* _TRY IT_:
Everything from the line that contains "Target: blue vehicle" to the end of the records below, both lines included, should be transcribed exactly and returned alone.

• • •

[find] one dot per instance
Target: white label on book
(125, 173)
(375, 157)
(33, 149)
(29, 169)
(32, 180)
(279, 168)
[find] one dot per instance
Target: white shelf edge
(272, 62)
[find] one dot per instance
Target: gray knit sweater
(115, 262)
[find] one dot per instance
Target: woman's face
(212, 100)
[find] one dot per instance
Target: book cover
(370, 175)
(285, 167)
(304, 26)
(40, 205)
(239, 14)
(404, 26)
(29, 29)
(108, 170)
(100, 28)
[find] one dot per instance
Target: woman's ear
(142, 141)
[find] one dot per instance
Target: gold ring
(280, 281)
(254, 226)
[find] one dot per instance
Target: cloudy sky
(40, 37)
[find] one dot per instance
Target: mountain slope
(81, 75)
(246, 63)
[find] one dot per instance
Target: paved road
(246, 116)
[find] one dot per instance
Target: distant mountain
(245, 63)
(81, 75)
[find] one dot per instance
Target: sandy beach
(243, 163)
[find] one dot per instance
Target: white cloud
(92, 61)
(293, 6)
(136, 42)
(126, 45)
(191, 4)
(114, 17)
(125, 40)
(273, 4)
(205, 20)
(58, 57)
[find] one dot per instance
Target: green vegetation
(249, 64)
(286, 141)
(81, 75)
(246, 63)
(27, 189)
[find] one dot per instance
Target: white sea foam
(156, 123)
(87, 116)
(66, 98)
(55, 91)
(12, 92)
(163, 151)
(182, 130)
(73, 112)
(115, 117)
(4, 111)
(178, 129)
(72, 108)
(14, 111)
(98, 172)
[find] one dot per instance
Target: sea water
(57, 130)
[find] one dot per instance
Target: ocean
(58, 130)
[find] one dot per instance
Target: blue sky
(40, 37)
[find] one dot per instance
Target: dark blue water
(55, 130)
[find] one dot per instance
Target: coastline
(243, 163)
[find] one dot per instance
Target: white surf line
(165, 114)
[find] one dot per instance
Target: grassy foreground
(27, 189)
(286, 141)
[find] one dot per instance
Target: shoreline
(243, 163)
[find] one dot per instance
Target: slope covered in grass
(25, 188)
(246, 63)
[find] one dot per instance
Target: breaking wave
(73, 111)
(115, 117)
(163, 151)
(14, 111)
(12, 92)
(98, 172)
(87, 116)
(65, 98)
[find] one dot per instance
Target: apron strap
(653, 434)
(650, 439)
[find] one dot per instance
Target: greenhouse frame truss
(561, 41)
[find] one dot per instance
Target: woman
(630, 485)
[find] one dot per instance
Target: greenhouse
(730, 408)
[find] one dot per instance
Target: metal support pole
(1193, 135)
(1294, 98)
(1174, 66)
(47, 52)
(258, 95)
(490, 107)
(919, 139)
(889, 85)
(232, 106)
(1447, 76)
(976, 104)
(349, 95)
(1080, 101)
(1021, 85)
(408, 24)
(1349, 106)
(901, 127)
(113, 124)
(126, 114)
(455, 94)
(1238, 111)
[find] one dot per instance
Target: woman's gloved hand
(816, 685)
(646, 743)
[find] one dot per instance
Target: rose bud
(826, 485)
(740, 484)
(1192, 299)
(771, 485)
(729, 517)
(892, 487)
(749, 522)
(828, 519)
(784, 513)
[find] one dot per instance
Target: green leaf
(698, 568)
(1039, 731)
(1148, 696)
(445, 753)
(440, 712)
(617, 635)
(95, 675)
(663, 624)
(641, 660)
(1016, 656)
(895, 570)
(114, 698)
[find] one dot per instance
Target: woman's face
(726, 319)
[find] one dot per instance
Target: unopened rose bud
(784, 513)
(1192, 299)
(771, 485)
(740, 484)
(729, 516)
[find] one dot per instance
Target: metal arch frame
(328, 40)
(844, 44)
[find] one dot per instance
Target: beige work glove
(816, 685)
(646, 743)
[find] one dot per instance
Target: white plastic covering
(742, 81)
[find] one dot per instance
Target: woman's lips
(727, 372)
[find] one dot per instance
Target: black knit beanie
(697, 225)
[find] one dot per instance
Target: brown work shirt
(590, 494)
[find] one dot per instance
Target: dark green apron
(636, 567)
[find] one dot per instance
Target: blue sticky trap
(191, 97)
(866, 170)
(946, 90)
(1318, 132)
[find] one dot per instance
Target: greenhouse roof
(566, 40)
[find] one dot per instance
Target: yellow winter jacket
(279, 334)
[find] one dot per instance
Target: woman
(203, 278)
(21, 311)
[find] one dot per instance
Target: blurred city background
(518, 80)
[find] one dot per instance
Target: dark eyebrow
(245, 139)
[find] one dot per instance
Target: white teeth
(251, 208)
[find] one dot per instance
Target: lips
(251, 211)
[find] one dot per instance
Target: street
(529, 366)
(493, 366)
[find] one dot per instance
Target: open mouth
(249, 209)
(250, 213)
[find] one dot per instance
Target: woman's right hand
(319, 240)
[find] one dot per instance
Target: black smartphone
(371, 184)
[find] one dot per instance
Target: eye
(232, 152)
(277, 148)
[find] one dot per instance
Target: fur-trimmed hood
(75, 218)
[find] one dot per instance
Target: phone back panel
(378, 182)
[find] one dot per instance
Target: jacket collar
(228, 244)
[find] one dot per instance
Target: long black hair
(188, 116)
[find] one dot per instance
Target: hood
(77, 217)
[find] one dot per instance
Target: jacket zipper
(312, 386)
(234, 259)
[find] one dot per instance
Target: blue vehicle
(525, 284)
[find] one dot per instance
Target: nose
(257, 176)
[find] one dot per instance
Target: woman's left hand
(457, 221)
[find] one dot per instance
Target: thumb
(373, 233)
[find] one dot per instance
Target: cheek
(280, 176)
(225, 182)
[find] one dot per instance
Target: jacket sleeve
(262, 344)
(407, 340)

• • •

* _WRITTEN ANSWER_:
Target: blue vehicle
(525, 284)
[find] one dot per instance
Target: nose
(257, 176)
[find] one dot per instance
Target: woman's left hand
(457, 221)
[find] one dot per instance
Target: thumb
(373, 233)
[find] one dot per instance
Target: cheek
(280, 176)
(225, 182)
[find] one dot per instance
Target: jacket sleeve
(262, 344)
(407, 340)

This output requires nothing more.